Problem description - The answer must consist of every line from the data that holds the string "shirt".

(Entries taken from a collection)
════

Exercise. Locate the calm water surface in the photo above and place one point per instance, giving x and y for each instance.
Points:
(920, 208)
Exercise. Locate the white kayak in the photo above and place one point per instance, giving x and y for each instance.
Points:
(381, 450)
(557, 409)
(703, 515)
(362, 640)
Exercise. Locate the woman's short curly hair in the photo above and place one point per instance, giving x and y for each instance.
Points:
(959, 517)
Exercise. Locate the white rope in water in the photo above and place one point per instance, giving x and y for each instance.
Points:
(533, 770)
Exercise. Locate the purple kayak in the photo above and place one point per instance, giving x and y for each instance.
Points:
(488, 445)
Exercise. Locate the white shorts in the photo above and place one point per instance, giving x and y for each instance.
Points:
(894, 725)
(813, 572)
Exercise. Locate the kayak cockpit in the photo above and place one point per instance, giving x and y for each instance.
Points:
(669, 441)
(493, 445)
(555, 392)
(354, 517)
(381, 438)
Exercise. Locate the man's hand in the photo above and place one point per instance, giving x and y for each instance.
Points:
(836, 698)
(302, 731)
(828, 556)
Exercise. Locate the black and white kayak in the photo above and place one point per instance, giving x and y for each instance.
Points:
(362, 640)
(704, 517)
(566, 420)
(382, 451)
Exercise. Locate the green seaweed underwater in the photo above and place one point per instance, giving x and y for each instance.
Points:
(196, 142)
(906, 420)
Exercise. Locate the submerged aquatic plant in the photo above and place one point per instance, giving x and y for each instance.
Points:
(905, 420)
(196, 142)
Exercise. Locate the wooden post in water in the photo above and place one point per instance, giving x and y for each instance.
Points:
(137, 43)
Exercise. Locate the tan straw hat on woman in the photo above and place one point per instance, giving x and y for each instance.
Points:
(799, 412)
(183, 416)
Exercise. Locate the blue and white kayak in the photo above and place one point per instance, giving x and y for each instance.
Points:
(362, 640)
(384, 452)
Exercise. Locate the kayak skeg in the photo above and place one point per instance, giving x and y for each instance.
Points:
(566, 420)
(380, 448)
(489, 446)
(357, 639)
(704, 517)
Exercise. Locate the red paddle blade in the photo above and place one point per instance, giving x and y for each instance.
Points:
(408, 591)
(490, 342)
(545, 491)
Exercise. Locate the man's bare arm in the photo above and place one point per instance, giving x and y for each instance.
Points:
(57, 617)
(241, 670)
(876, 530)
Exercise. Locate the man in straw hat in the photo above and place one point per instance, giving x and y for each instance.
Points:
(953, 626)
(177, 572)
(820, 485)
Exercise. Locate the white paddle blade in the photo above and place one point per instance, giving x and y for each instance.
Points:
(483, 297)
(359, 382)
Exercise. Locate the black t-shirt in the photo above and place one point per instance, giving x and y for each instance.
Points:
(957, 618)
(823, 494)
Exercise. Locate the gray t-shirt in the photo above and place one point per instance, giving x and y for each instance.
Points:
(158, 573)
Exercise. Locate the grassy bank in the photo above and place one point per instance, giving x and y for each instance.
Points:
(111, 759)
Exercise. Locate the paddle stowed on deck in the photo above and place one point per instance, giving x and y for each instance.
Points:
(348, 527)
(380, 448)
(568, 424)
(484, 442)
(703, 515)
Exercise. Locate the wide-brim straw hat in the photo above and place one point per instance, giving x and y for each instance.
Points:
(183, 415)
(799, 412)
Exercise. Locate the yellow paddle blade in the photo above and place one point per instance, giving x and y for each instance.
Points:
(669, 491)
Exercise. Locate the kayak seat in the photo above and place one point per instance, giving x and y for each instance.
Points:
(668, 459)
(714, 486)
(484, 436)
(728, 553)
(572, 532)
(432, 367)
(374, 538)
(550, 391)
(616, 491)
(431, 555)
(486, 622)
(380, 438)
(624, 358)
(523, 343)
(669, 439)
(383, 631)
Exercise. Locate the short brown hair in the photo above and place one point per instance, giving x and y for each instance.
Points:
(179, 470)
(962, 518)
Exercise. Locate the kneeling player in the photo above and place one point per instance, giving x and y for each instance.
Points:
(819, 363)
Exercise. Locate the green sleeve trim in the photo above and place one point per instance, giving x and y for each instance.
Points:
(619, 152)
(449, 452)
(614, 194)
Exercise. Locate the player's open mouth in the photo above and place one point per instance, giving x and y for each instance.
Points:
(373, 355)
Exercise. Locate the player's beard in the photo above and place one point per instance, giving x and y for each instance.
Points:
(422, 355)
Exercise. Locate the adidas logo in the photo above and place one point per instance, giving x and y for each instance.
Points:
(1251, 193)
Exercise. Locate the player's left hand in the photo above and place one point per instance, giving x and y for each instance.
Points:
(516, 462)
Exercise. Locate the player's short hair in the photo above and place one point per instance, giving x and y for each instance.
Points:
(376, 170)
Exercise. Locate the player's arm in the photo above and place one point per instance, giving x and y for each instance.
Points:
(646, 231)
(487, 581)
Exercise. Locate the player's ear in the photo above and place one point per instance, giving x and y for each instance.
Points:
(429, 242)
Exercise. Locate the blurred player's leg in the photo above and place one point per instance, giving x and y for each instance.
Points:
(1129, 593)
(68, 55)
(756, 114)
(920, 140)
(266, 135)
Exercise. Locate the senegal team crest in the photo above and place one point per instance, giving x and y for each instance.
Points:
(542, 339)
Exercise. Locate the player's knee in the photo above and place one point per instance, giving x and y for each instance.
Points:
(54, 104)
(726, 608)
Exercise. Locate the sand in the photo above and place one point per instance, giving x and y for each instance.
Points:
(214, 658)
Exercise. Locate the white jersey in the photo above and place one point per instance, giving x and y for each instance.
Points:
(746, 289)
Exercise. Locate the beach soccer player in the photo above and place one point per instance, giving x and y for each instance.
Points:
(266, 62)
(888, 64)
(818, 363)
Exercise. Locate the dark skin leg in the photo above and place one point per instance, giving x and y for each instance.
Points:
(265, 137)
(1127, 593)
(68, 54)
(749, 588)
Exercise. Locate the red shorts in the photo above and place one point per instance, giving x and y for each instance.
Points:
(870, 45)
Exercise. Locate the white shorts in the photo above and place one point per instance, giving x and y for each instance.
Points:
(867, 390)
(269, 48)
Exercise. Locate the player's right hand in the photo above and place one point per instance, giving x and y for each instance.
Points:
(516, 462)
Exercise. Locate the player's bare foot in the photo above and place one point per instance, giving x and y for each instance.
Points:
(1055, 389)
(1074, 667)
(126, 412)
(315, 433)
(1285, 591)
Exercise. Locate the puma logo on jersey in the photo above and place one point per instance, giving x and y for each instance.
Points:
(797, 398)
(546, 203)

════

Expected output -
Exercise. Locate the black t-shirt in the photo above and place one point per instance, giving x and y for each instance.
Exercise. Locate the gray t-shirt in the photo above and place one point per instance, giving x and y for each instance.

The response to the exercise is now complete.